Segment Start: Listed entries
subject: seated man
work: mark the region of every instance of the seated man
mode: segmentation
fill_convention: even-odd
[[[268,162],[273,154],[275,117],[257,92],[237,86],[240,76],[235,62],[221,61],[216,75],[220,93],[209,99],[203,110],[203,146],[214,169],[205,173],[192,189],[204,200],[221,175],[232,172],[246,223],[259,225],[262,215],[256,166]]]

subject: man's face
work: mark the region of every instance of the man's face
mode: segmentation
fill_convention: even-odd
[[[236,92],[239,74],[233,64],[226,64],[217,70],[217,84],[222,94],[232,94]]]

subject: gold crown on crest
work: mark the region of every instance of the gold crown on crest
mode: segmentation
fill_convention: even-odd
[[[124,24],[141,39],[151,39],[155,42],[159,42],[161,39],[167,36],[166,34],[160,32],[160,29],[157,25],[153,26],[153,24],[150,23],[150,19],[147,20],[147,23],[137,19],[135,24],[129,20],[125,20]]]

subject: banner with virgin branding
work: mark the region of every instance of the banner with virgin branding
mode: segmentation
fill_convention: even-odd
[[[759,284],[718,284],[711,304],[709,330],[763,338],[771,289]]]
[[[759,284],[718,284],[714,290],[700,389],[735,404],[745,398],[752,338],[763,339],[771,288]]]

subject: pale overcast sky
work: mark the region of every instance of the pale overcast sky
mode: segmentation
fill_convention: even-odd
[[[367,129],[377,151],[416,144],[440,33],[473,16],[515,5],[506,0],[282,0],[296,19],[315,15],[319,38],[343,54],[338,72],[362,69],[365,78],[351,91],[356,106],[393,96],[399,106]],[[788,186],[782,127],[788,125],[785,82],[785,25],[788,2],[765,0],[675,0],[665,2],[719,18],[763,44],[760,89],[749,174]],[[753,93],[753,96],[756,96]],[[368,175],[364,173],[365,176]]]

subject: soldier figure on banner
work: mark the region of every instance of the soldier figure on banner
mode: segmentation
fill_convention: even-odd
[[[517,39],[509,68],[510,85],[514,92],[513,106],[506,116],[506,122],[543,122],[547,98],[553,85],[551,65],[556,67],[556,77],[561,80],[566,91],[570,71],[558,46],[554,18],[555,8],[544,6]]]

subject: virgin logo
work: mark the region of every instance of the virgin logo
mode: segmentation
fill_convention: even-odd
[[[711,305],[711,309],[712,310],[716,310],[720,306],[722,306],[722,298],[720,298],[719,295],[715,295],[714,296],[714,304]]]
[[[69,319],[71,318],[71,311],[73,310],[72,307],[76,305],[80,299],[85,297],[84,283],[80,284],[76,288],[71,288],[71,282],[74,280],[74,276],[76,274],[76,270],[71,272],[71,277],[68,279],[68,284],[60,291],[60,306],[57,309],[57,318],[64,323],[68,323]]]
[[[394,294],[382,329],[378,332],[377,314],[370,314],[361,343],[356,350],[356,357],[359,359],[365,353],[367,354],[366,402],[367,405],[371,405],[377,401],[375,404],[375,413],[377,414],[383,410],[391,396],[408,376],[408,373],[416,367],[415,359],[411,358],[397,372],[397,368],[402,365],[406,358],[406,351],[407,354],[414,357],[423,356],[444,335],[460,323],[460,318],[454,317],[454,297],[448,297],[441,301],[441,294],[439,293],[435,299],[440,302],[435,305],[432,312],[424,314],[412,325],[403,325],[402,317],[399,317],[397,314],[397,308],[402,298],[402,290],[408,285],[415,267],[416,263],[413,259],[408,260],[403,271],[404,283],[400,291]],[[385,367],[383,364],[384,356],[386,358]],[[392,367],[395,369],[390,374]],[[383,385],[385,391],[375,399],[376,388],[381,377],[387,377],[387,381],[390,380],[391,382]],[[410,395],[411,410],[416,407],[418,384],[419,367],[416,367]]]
Segment End: Listed entries
▸ Task description
The expected result is a copy of each line in the records where "virgin" appears.

▸ Response area
subject: banner with virgin branding
work: mark the region of every instance of the banner with virgin branding
subject: virgin logo
work: mark the region of every instance of the virgin logo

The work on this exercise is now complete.